[Start of Attachment]
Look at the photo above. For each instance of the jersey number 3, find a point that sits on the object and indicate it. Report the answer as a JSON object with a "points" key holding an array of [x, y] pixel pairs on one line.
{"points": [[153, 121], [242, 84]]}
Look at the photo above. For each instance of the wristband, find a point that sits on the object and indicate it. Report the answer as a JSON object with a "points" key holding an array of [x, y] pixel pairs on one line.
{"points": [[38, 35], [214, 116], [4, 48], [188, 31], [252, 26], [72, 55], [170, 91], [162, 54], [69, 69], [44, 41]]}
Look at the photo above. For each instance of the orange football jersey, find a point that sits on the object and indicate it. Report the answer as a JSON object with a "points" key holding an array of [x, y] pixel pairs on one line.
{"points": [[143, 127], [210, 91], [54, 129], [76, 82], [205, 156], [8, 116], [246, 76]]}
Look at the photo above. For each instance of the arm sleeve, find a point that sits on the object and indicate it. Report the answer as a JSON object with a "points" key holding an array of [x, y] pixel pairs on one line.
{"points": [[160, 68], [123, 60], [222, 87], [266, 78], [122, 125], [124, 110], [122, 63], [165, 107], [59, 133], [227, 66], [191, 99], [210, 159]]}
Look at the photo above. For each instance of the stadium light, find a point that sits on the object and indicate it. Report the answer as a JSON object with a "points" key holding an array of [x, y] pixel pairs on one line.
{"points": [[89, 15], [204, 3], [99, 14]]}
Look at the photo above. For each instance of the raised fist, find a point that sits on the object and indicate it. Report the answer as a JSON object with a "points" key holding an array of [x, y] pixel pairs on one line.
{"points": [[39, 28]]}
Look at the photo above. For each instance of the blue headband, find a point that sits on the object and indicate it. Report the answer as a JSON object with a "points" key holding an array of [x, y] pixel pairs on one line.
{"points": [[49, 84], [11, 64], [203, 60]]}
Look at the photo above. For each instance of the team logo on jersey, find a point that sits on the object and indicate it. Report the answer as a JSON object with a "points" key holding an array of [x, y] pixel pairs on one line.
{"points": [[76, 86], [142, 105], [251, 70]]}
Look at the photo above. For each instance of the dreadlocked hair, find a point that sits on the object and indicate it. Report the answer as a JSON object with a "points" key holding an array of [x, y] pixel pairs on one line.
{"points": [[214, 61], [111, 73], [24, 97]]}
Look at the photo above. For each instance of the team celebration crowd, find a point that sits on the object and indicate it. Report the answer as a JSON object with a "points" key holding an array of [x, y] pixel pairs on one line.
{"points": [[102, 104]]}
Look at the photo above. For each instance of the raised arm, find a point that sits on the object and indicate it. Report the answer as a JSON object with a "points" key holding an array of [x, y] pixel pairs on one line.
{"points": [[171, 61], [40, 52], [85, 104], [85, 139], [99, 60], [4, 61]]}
[End of Attachment]
*Directions:* Send back the whole listing, exactly as written.

*Result:*
Look at the photo above. For each instance of the jersey number 3, find a point that sits on the object and indicate it. Report the answer as a JSON object with a "points" key holding an array of [x, y] pixel pairs on one line.
{"points": [[153, 121], [242, 84]]}
Look at the photo above. For each instance of the wristband, find a point that sits on the object and indicate it. Report the answer as a JSON object with a "points" key holding an array of [x, y] pixel pairs on one line.
{"points": [[38, 35], [214, 116], [4, 48], [188, 31], [252, 26], [72, 55], [170, 91], [162, 54], [69, 69], [44, 41]]}
Look at the photo above. For each instance of the orange football jersey, find a point that sits on the object and indicate it. Report the answer as a JSON object with a "points" key holding an array of [x, y] pixel pairs on one line.
{"points": [[143, 127], [210, 91], [54, 129], [76, 82], [205, 156], [8, 116], [246, 76]]}
Look at the photo above. For each instance of the arm sleeve, find a point that sits on the object and indicate it. Report the answer as a JSON object with a "points" key holding an array of [x, y] pixel pairs on one line.
{"points": [[160, 68], [123, 60], [222, 87], [266, 78], [122, 125], [124, 110], [122, 63], [165, 107], [59, 133], [227, 66], [191, 99], [210, 159]]}
Look at the photo above. For each instance of the stadium light, find a point that sits on the object and indicate it. Report the answer as a JSON object with a "points" key holding an array of [x, y] pixel pairs on one line.
{"points": [[89, 15], [204, 3], [99, 14]]}
Look at the photo above. For each instance of the raised fist, find a point that sits on the object and indicate it. Report the answer as a JSON object with a "points" key holding an array of [x, y] pixel pairs on one line.
{"points": [[39, 28]]}
Look at the photo above. For each instance of the blue headband, find a point that sits on the object and indicate it. Report the answer as a JSON object with a "points" key holding an array of [x, y] pixel pairs on one line.
{"points": [[49, 84], [11, 64], [203, 60]]}
Look at the photo above. For each instance of the team logo on jersey, find a point that sits on the object and indicate it. Report the answer as a JSON object with a "points" key holding an array of [x, y] pixel pairs on one line.
{"points": [[76, 86], [142, 105], [251, 70]]}
Look at the photo above. For each instance of the dreadlocked hair, find a point that sits on the object and indicate it. Report the answer as a JSON object with a "points" key holding an array of [x, y] pixel pairs on one line.
{"points": [[214, 61], [111, 73], [24, 97]]}
Look at the photo above. For each instance of the team celebration crowd, find a point that sits on the object and indicate it. Report the answer as a JSON object with a "points" key holding an array of [x, y] pixel pairs on one line.
{"points": [[102, 104]]}
Look at the photo above. For each instance of the raised arm, find a point that sits on the object and indicate it. Report the answer as a JSON object with a "points" key holding an array of [x, y] pixel pairs on one line.
{"points": [[171, 61], [40, 52], [85, 104], [85, 139], [99, 60], [4, 61]]}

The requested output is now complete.